(Task material)

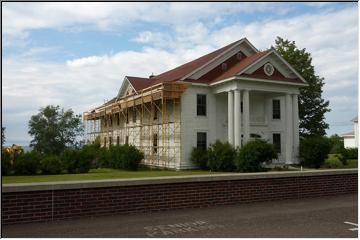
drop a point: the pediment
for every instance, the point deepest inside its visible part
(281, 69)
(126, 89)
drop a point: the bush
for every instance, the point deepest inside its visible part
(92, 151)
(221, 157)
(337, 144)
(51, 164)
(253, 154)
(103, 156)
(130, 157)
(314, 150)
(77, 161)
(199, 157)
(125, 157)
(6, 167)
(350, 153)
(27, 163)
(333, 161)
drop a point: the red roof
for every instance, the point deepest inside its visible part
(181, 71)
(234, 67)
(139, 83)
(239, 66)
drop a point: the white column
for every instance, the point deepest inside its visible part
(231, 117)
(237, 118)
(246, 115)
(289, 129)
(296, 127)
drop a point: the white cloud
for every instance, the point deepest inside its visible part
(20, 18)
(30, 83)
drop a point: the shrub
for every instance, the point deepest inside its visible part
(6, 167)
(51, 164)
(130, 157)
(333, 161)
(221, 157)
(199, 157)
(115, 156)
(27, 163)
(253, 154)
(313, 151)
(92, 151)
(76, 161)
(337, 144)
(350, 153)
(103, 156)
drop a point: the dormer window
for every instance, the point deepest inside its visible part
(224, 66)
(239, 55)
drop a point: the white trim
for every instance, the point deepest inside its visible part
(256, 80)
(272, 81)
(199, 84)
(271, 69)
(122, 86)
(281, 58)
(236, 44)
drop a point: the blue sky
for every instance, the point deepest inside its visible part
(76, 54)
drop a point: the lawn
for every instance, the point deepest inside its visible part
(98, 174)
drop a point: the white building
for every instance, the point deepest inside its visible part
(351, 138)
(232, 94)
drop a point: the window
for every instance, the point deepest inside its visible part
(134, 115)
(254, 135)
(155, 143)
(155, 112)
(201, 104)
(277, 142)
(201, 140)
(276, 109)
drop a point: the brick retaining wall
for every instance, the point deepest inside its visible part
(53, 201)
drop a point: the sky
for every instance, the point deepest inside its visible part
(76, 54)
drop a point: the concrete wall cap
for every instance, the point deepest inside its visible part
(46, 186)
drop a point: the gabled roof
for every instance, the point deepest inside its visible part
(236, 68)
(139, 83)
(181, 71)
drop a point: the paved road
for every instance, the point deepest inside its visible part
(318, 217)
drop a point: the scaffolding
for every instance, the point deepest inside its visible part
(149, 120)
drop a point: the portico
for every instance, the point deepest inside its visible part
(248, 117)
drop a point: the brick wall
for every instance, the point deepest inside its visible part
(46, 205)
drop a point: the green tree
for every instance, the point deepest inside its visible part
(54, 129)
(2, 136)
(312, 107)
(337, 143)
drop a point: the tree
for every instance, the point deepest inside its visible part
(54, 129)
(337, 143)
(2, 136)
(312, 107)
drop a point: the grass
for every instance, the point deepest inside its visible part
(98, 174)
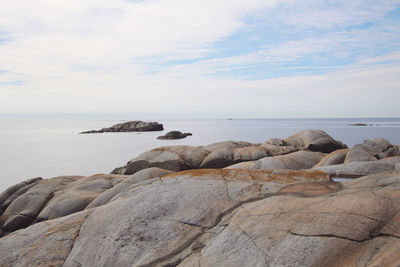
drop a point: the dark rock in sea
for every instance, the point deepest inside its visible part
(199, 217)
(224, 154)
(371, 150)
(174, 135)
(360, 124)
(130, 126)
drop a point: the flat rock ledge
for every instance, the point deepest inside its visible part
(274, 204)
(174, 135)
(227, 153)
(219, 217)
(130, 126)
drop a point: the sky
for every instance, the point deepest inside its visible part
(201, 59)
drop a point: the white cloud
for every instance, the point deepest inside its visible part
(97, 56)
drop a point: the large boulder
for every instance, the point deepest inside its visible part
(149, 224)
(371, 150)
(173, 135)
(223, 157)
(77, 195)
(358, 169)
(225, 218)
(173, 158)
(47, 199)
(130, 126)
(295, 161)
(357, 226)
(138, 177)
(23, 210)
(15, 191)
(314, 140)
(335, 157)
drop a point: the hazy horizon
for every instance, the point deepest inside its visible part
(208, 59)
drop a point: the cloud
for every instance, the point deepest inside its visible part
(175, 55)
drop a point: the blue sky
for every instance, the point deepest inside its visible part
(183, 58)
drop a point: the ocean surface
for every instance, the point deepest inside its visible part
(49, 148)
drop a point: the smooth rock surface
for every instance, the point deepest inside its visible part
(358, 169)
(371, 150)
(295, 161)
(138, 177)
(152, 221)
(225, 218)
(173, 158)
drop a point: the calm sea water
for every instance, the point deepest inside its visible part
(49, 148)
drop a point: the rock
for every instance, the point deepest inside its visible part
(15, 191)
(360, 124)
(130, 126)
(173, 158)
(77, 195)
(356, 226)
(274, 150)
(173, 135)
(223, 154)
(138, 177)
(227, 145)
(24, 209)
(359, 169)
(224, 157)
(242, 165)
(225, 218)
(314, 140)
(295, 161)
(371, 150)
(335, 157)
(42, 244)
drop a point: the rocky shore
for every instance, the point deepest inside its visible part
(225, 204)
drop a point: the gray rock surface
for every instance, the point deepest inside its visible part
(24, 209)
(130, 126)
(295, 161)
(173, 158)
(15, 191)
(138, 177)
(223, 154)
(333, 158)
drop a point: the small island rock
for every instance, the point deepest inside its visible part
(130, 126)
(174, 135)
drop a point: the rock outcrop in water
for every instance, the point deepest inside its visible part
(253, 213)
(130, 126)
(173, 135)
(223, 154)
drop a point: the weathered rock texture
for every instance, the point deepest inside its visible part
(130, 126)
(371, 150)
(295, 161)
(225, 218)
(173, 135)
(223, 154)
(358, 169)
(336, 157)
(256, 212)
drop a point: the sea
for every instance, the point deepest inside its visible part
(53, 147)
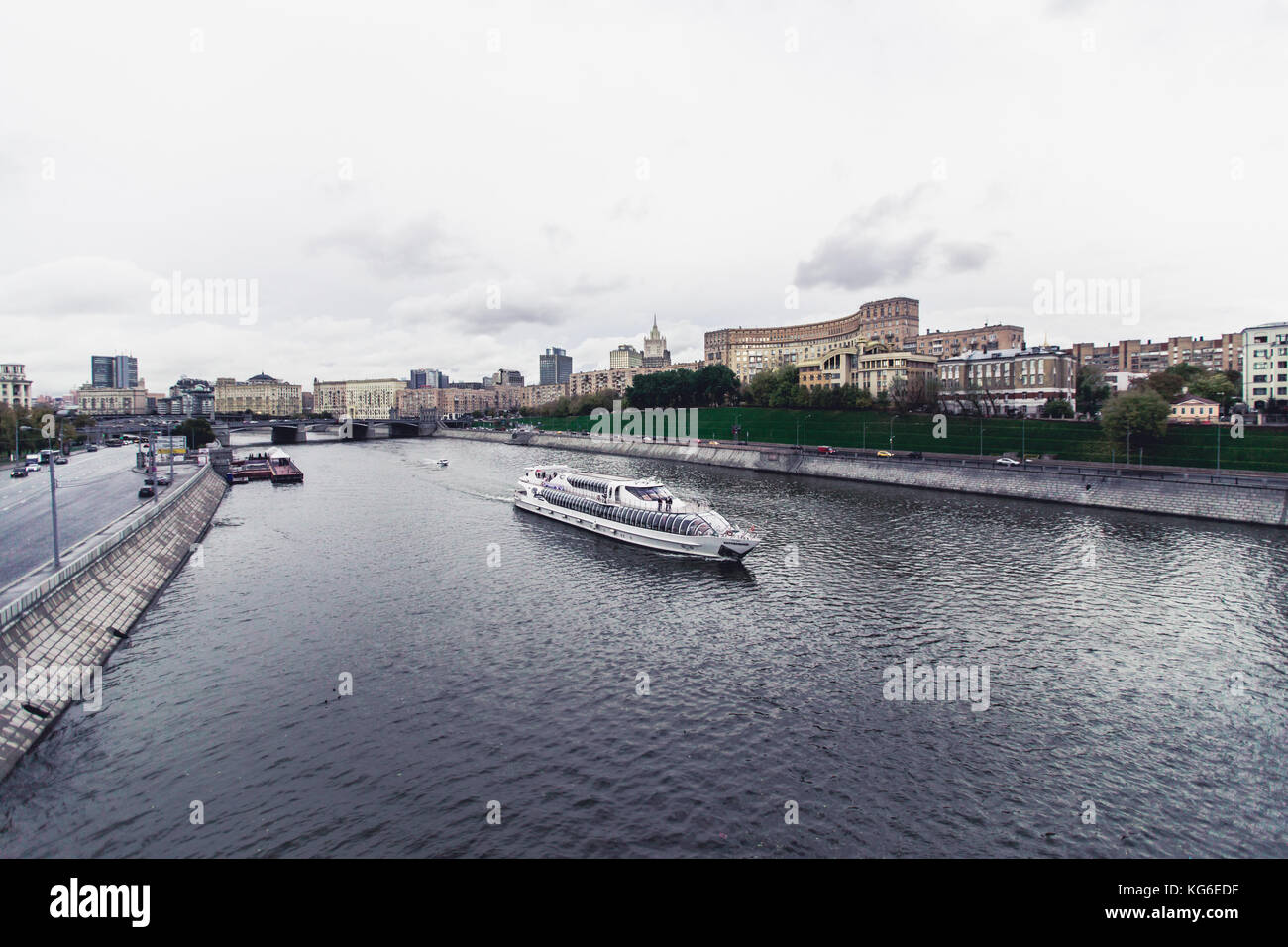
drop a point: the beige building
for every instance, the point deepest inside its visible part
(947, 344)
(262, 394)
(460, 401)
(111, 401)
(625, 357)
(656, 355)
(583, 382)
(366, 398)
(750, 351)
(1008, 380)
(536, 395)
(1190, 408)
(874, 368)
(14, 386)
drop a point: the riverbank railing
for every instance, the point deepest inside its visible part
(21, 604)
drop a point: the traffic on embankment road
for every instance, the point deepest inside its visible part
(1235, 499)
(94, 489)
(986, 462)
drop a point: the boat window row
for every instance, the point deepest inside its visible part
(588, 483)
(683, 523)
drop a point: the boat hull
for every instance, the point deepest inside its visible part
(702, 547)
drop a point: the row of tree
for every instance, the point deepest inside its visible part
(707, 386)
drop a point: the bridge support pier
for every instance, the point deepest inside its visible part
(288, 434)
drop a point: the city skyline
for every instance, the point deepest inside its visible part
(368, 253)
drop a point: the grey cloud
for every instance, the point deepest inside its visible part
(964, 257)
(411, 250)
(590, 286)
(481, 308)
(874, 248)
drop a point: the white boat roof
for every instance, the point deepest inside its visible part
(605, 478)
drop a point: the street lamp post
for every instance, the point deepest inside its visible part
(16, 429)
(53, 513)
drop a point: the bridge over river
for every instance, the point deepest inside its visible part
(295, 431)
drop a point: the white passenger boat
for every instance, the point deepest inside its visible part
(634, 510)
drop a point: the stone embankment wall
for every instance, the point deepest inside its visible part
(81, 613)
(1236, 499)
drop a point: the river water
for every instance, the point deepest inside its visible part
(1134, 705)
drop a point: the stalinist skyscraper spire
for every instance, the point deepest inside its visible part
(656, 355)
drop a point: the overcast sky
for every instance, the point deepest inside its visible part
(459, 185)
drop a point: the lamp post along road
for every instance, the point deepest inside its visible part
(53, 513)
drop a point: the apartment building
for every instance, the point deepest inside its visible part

(End Task material)

Repeat each line of the listing word for word, from the first through the line that contains "drop a point: the bush". Any picture stays out.

drop a point: the pediment
for every instance, the point deepest inside its visible part
(281, 69)
(126, 89)
drop a point: the bush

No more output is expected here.